[What the task requires]: Copy out again, unchanged, the line that contains "Can you find the corn" and every line after it down to the last line of the data.

[Records shown]:

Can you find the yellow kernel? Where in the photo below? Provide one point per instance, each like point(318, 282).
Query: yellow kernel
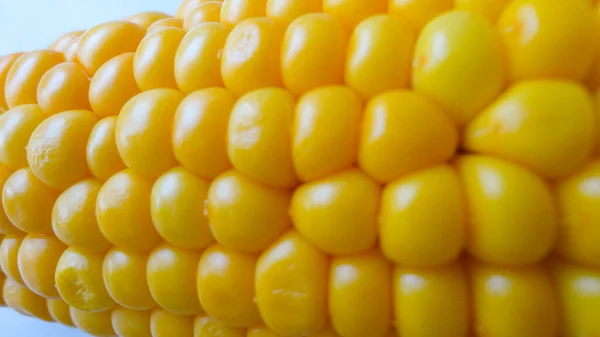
point(21, 83)
point(95, 323)
point(338, 214)
point(245, 215)
point(74, 219)
point(101, 150)
point(166, 324)
point(171, 275)
point(360, 295)
point(9, 253)
point(259, 140)
point(235, 11)
point(396, 140)
point(513, 301)
point(124, 275)
point(458, 62)
point(200, 132)
point(353, 12)
point(379, 55)
point(553, 137)
point(287, 11)
point(306, 41)
point(37, 259)
point(426, 295)
point(154, 59)
point(143, 132)
point(177, 208)
point(325, 132)
point(250, 58)
point(410, 235)
point(56, 151)
point(59, 310)
point(113, 85)
point(107, 40)
point(16, 127)
point(513, 218)
point(291, 286)
point(79, 281)
point(198, 58)
point(131, 323)
point(24, 301)
point(225, 286)
point(537, 47)
point(28, 202)
point(123, 212)
point(419, 12)
point(205, 326)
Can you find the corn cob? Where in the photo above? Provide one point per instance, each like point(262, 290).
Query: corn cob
point(323, 168)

[Exercise output]:
Can you find the corn cob? Where in the photo above? Provide one point per instance, each like point(262, 290).
Query: corn cob
point(323, 168)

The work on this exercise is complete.